Write out every line of the records below without changing anything.

# start of STORED RECORDS

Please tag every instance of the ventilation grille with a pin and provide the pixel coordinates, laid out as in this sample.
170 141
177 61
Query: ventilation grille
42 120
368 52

# end of STORED RECORDS

■ WRITTEN ANSWER:
Please tag every instance of the ventilation grille with a pin and provide the pixel coordinates, laid out as in this sample.
170 141
177 61
Query: ventilation grille
42 120
368 52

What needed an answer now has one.